QUOTED PASSAGE:
----

Lehigh County’s district attorney has charged an officer with voluntary manslaughter after fatally shooting a man near Dorney Park.
District Attorney Jim Martin announced Tuesday that Officer Jonathan Roselle would face the charge in the July 28 shooting that killed Joseph Santos.
Roselle was arraigned Tuesday afternoon and was released on $75,000 unsecured bail.
Santos, 44, of Hasbrouck Heights, New Jersey, was shot five times on the side of Hamilton Boulevard (Route 222) near the Dorney Park and Wildwater Kingdom amusement park in South Whitehall Township.
Martin made the announcement Tuesday at a news conference in the county courthouse in Allentown, where he was joined by U.S. Attorney William McSwain and South Whitehall police Chief Glen Dorney.
The decision comes after the Allentown branch of the NAACP demanded Martin step aside, the officer involved be fired and the South Whitehall police department hire more minority officers.
Roselle was placed on paid administrative leave while Pennsylvania State Police and the Lehigh County District Attorney’s Office investigated the incident. He joined the South Whitehall Township Police Department last year.
Authorities said Santos was behaving bizarrely that evening, clinging to moving vehicles and ripping the window out of one.
Santos, his fiancee and her son were visiting Dorney Park that day. Juliana Valenzuela said she noticed Santos was missing from the park and assumed he left to get cigarettes.
Witness video posted to Facebook last week shows someone who appears to be Santos riding on the outside of a car and a police SUV before the shooting.
There were several calls to Lehigh County 911 about a man interfering with traffic and reportedly jumping on cars. Police arrived about 5:45 p.m.
Martin said Tuesday a woman pulled over to a police vehicle and reported a man tried to get into her vehicle.

----

Saved entries:
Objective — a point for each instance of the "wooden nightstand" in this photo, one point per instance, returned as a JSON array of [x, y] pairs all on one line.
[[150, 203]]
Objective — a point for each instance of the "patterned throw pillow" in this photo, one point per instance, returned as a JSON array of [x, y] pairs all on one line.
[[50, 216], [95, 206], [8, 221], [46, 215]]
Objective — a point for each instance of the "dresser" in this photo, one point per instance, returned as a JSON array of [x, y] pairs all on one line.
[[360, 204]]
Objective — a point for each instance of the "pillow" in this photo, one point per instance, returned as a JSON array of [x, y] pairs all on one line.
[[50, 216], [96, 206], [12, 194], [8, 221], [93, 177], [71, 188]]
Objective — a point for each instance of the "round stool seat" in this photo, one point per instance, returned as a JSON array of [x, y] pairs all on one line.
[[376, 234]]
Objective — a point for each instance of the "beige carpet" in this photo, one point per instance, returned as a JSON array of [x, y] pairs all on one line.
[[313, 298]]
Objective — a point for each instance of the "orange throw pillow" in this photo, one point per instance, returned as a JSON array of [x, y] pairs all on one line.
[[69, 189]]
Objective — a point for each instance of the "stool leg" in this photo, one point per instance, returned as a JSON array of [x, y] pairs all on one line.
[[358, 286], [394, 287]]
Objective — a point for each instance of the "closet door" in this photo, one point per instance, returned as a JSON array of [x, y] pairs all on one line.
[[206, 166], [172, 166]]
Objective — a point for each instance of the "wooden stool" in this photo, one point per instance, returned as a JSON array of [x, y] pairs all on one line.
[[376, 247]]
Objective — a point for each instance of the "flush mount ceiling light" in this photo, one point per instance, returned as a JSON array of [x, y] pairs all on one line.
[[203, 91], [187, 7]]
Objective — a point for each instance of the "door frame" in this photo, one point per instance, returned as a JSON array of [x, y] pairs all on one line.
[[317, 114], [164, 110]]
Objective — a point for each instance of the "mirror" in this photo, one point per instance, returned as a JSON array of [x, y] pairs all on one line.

----

REQUIRED TASKS:
1. Which people are named in the Dorney Park shooting article?
2. Could you carry on the Dorney Park shooting article from its last sentence?
The data above is separate from the Dorney Park shooting article.

ANSWERS TO THIS EXERCISE:
1. Jim Martin, Jonathan Roselle, Joseph Santos, William McSwain, Glen Dorney, Juliana Valenzuela

2.
Martin said the officer went to Santos and found him bleeding. Santos jumped on the vehicle and banged on the window, the district attorney said. The officer had his department-issued firearm unholstered, and ordered the man off the vehicle, Martin said.
In that video posted on Facebook, Santos is seen approaching the police car, then backing away.
The officer yells repeatedly for Santos to get on the ground but Santos is seen walking up to the officer, who has parked by the side of the road. The officer, who continues to yell at Santos to get on the ground, fires five shots and Santos drops forward to the ground.
Santos was not armed, police said.
Soon after Santos has been shot, a second officer begins CPR. An ambulance arrives a few minutes later and he is rushed to Lehigh Valley Hospital in Salisbury Township.
Santos died from multiple gunshot wounds and his death was ruled a homicide by the Lehigh County Coroner’s Office.
Protestors held a vigil four days after the shooting, saying Santos’ actions didn’t warrant a “death sentence.”
“While the indictment is important we know that many police are indicted but not found guilty and as a community we demand that all necessary resources be provided to ensure a conviction,” said Adanjesus Marin, Director of Make the Road PA. The organization organized the vigil and represents the interests of Latino and Latina individuals.
In the letter from the NAACP, branch members said the officer should not have used lethal force.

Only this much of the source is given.